[WORK TO BE COMPLETED]: Would you copy out the records below word for word, leaving out the pictures?

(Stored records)
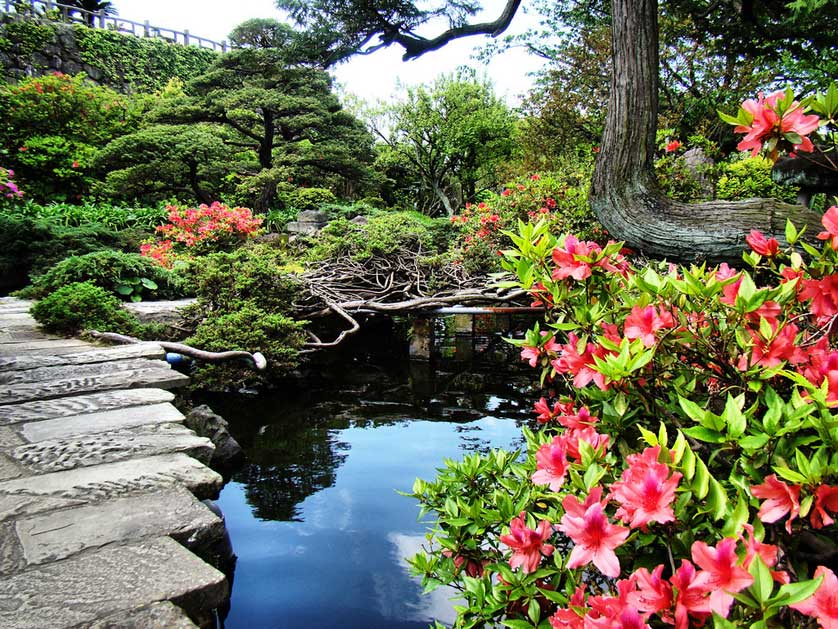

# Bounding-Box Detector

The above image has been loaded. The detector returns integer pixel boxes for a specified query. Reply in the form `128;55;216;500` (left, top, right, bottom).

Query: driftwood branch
86;330;268;371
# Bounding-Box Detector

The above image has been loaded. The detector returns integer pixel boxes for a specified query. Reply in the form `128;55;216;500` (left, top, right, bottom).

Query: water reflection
212;354;540;629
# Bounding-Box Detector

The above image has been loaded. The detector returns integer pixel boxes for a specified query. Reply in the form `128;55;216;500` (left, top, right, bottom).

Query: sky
113;0;542;106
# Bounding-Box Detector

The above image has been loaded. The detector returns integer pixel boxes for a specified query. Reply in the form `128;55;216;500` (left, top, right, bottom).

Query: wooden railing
0;0;229;52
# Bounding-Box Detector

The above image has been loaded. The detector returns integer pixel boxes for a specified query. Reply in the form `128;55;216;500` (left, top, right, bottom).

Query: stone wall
0;14;218;93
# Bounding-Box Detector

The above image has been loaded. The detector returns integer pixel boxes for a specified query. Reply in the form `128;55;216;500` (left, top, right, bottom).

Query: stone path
0;298;228;629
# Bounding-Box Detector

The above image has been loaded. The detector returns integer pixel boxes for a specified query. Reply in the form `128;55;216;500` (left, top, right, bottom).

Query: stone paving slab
0;537;227;629
19;403;184;443
0;338;96;356
0;358;170;384
11;487;224;573
0;389;175;425
0;453;223;506
0;343;166;372
11;424;215;472
0;365;189;405
73;601;198;629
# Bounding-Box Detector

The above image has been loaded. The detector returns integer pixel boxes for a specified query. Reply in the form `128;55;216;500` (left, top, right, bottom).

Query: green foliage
372;70;516;216
185;245;305;389
21;249;185;301
184;303;305;390
307;212;451;260
0;74;135;201
411;215;838;627
95;124;233;204
73;25;218;92
716;154;797;203
184;245;300;313
288;188;338;211
30;282;139;335
7;201;167;231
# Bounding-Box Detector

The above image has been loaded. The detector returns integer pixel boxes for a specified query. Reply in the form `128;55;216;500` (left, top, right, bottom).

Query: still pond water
211;354;532;629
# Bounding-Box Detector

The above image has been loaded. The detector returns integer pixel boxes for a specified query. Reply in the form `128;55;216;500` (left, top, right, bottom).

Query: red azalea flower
751;474;800;533
669;559;711;629
532;436;569;491
558;495;629;578
810;485;838;529
610;446;682;528
500;511;555;573
692;537;754;618
624;306;675;347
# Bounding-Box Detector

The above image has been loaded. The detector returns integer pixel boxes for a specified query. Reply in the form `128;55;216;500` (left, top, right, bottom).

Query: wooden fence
0;0;229;52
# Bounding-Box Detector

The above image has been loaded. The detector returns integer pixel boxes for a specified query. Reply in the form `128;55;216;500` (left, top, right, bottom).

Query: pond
210;344;532;629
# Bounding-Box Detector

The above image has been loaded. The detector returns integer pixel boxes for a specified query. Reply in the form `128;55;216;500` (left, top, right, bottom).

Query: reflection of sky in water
219;417;521;629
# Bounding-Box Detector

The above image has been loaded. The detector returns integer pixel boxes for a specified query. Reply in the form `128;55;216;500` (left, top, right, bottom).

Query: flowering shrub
411;212;838;629
0;166;23;199
140;201;262;268
719;83;838;163
451;164;604;272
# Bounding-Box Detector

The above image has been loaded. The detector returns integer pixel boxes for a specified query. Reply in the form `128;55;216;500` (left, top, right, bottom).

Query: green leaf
749;553;774;604
684;426;727;443
766;577;823;607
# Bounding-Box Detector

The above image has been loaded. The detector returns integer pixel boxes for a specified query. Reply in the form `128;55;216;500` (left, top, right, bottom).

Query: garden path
0;298;228;629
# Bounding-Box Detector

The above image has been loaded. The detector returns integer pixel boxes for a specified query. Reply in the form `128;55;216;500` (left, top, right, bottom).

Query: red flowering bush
140;201;262;268
411;212;838;629
451;168;604;272
0;166;23;199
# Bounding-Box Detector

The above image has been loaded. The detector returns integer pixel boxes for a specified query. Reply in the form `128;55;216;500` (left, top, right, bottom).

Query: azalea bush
719;82;838;170
450;168;605;272
411;213;838;629
140;201;262;268
0;166;23;204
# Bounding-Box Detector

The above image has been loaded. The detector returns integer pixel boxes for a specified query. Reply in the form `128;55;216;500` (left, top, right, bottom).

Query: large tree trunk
590;0;820;261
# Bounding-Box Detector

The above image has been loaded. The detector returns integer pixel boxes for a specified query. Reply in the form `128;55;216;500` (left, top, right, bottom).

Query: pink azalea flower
739;524;790;583
751;474;800;533
550;583;587;629
797;273;838;325
692;537;754;618
556;406;599;430
737;323;806;371
802;336;838;404
733;91;820;157
559;496;629;578
745;229;780;258
500;511;555;573
669;559;711;629
624;306;675;347
809;485;838;529
532;436;568;491
565;426;610;461
628;564;674;624
818;205;838;251
789;566;838;629
521;345;541;367
610;446;681;528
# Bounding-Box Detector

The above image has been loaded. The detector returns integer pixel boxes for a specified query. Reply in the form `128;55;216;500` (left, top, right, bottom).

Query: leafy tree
375;70;515;215
0;74;138;201
96;124;230;204
277;0;838;258
158;47;372;210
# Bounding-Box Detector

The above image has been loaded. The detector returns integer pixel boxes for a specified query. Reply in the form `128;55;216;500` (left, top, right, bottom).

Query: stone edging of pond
0;298;229;629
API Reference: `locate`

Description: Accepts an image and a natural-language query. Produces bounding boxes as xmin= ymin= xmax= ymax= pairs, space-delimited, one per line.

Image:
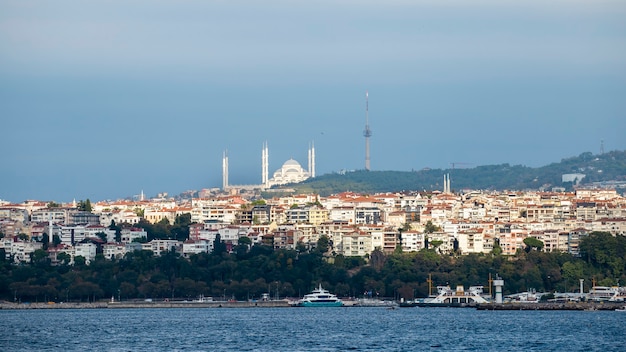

[ANSWER TO THIS EXERCISE]:
# Bounding-Box Detector

The above image has been loaded. The detector returns integer pixel boxes for a specified query. Reply in the form `128;55;216;500` (left, top, right, bottom).

Query: driftwood branch
86;330;268;371
# Bounding-Box Detector

The above image has been loaded. The detector returns integer pixel boxes for a specified query. Reply in the form `128;55;216;500` (left, top, right, bottom).

Query: water reflection
212;354;540;629
# Bounding-Box Detector

The above image has been loaded. The detector returns integer pixel boxes for a specified query. Reply in the form `128;55;216;500` (left, top, right, bottom).

Query: sky
113;0;542;106
# Bounding-Box Detector

The above image has been loaded. The detector returns integer pixel boxes for a specified query. Reply in the form `128;55;216;500` (left, top, right, bottom).

Query: wooden railing
0;0;229;52
# Bounding-Box Detector

The above image has been loaded. The detector returns integer pixel boxes for a specified query. Reply in the form `128;55;216;500` (left, top, right, bottom).

Query: stone wall
0;14;218;93
# Bounding-Box Detector

The above image has been loaded. The detector returns integer pixel boxes for a specified query. Reply in the form `128;55;216;500` (left, top, right, bottom).

Query: stone path
0;298;228;629
# Bounding-Box Detector

The above image has been loaded. The detector returns integer pixel boxes for a specified query. Reply in the form `128;55;216;500` (left, top, right, bottom).

Query: stone paving slab
0;537;227;629
19;403;184;443
0;338;96;356
0;358;170;384
11;487;224;573
0;389;175;425
0;453;223;506
0;343;166;372
11;424;215;472
0;365;189;405
73;601;198;629
# Bounding-Box Detector

The above image has been loaded. The detector returns integer pixel boxes for a specified query. Reply in the form `128;55;216;500` (left, top, right, bottom).

Query: green foliage
372;70;516;216
185;245;305;389
21;249;185;301
184;303;305;390
307;212;451;260
0;74;135;201
411;215;838;627
95;124;233;204
73;25;218;92
716;154;797;203
184;245;300;313
288;188;338;211
30;282;139;335
7;201;167;231
# Bounding-Box Detector

The above image has been loaded. The detector returns integer pixel boxes for a specified query. Reply in the form `128;55;216;500` (left, top, right, bottom).

Query: still pond water
211;354;532;629
# Bounding-Box Detector

The above image has been loaded. The detector returns integer pixel boxes for a specified query. Reply in the form `128;55;216;500` (left, top, right, bottom).

Query: red azalea flower
751;474;800;533
669;559;711;629
532;436;569;491
558;495;629;578
810;485;838;529
610;446;682;528
500;511;555;573
692;537;754;618
624;306;675;347
# Bounding-Box Detector

The above image has been loaded. The detector returns integer pixel boxes for a specified query. Reply in the form `128;55;216;500` (left, top, right, bottom).

Query: wooden fence
0;0;229;52
# Bounding-Box Detector

The above image has been loaded. The detector returns integer pixel boxes for a specified query. Reply in the form `128;55;216;500` (left, top, right, bottom).

Query: pond
210;344;532;629
# Bounding-Box Detector

The above image has been loaded. The detector returns integer pixel boxes for a specified query. Reply in the form `128;55;216;500` (left, top, right, bottom).

Query: reflection of sky in water
219;417;521;629
# Bounding-Box Detector

The above image has been loaded. The detector returns integer pixel boxes for a specified query. Reply in the form `128;55;216;500` (left, top, right, bottom).

Query: flowering shrub
411;212;838;629
0;166;23;199
140;201;262;268
719;83;838;163
451;164;604;272
# Bounding-Box Detector

The above image has been loaded. The detector returns integer pixel boxes for a specified query. Reply in the form `128;55;216;500` (left, top, right, bottom).

Query: green leaf
749;553;774;604
684;426;727;443
766;577;823;607
# Bounding-Box Detector

The above image has been loaded. The detector returns integer pixel boxes for a specified query. Reply in the form `128;55;216;500` (left, top, right, bottom).

Query: garden path
0;298;228;629
# Bounding-Box Detector

The above image has been loaded. The detector returns integer pixel boxes for a specified query. Reply in the form `128;55;216;500` (left, top, right, bottom).

Query: red flowering bush
140;201;262;268
411;212;838;629
451;168;604;272
0;166;23;199
# Bounding-Box Detector

The above image has been loaded. The detector returns integer pixel boxes for a specified query. Reply in the form `128;55;216;500` (left, top, right, bottom).

Query: azalea bush
719;82;838;170
450;168;605;272
411;213;838;629
140;201;262;268
0;166;23;204
# Bounding-Box Detector

The above image has been loaded. The detector returns integer pixel boxes for a specified query. Reply in the form `128;55;216;500` (left, top, right, bottom).

Query: large tree trunk
590;0;820;261
# Bounding-Box Detector

The above image has been loaded. The detector returns integer pixel boxes for a specified query. Reply in the form `128;55;216;500` (left, top, right, bottom).

Query: pink azalea flower
739;524;790;583
751;474;800;533
550;583;587;629
797;273;838;325
692;537;754;618
556;406;599;430
737;323;806;371
802;336;838;404
733;91;820;157
559;496;629;578
745;229;780;258
500;511;555;573
669;559;711;629
624;306;675;347
809;485;838;529
532;436;568;491
565;426;610;461
628;564;674;624
818;205;838;251
789;566;838;629
521;345;541;367
610;446;681;528
# Bounding-Box Detector

The above image has been loaded. The detector returns integer pixel boxes for a specified query. Reply in the form `128;55;216;500` (left, top, right, bottom).

Query: leafy tree
375;70;515;215
0;74;138;201
96;124;230;204
277;0;838;258
158;47;372;210
# Bounding-Box Detector

The above image has been loaded. The detector returns integer pixel boxes for a specified query. Reply in the form `128;55;216;500` (left, top, right, bottom).

Query: stone edging of pond
0;298;229;629
API Reference: `locate`

Description: Accepts an image and a natural-language query. Produces bounding boxes as xmin= ymin= xmax= ymax= pairs, space-delimited, one per line.

Image:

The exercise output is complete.